# PROBLEM TO SOLVE
Before printing, remove every picture; then print the lines below exactly, from the first line through the line containing "positive clicks: (136, 605)".

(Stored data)

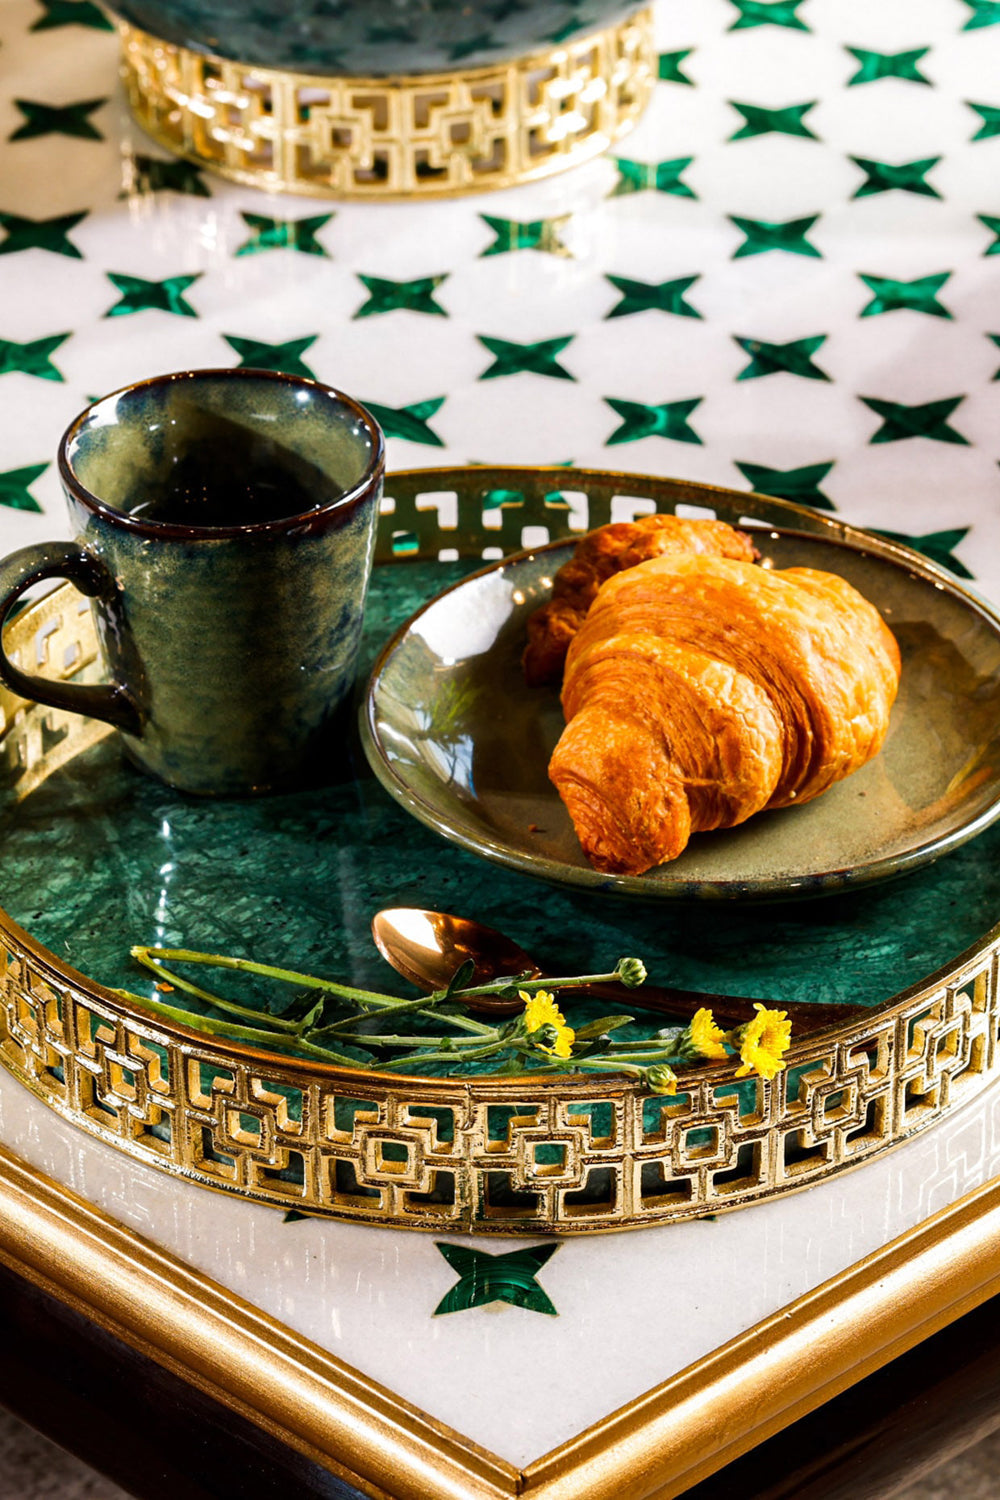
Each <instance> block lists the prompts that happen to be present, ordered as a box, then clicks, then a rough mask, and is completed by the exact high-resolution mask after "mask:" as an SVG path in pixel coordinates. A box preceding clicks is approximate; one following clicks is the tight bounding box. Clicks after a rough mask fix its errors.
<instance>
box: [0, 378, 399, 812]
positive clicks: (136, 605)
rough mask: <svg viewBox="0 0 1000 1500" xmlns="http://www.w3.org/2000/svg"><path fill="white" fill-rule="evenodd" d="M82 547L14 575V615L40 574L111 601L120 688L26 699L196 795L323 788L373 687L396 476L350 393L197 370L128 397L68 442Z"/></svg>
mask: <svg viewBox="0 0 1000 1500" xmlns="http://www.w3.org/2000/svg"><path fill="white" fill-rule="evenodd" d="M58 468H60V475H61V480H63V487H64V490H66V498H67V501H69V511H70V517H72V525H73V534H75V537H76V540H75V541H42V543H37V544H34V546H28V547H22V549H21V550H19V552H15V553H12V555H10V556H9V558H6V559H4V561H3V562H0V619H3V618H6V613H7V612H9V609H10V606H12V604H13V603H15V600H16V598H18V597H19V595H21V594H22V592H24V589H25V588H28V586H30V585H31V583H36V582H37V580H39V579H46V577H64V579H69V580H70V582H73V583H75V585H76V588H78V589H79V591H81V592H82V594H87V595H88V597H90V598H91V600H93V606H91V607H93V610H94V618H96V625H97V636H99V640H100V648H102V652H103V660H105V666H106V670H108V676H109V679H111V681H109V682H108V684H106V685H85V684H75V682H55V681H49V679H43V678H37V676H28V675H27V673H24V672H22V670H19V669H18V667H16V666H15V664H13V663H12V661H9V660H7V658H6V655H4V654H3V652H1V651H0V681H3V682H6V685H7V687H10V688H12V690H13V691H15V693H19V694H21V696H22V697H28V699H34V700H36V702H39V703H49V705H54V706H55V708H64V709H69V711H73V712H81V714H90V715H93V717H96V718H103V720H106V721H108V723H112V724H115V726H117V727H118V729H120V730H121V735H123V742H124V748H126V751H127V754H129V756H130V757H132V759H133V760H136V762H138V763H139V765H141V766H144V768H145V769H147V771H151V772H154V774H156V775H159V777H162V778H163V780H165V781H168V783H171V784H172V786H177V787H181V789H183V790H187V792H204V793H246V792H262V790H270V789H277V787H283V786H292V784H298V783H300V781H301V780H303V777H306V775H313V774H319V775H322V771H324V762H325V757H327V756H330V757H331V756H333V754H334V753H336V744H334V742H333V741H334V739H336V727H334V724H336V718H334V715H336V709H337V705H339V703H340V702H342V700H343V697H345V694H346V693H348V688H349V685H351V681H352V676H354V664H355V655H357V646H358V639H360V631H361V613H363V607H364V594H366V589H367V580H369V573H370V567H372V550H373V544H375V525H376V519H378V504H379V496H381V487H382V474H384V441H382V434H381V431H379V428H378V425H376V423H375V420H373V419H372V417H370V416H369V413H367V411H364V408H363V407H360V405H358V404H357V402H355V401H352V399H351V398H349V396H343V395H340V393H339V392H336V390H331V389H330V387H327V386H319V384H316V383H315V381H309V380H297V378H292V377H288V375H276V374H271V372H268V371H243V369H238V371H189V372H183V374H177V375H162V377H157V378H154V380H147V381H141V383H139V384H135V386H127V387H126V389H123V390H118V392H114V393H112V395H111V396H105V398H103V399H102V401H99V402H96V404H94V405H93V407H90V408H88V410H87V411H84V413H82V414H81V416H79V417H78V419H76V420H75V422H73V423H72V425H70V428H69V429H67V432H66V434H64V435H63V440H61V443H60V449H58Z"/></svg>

# EXPECTED ANSWER
Each <instance> block lists the prompts that happen to be present, ordered as a box, then clicks, then a rough mask, and is completed by the exact high-resolution mask after "mask:" as an SVG path in pixel coordinates. A box preceding clicks is approximate; one following clicks is the tight bounding box. Clicks after a rough mask fix its errors.
<instance>
box: [0, 378, 399, 812]
positive clicks: (136, 605)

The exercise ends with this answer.